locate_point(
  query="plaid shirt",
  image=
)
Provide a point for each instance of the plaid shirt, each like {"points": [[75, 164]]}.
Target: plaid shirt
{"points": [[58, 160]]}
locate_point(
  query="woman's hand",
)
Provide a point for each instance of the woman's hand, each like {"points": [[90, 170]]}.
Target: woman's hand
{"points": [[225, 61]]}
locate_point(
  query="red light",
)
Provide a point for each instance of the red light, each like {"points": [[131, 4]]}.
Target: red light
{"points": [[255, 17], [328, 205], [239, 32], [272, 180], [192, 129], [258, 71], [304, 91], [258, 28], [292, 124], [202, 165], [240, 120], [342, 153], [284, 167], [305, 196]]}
########
* What you need to do *
Please reproduce all of the material above, requests included, and raise every point coordinate in the answers by 105. Leave the numbers in the requests and their format samples as they are.

* Solution to the exercise *
locate_point(
  query="plaid shirt",
  image=
)
Provide a point for each instance of the plaid shirt, each like {"points": [[75, 164]]}.
Target: plaid shirt
{"points": [[163, 265]]}
locate_point(
  query="woman's hand",
)
Provide a point for each instance of the woman's hand, each like {"points": [[90, 170]]}.
Target: woman's hand
{"points": [[330, 166]]}
locate_point(
  query="red light",
)
Provide a point for each instance of the red light, each like {"points": [[131, 4]]}.
Target: red light
{"points": [[360, 122], [433, 310], [344, 137], [377, 285], [297, 234], [363, 176], [409, 196], [363, 133], [397, 229], [307, 270], [345, 225], [447, 258], [389, 272], [410, 301]]}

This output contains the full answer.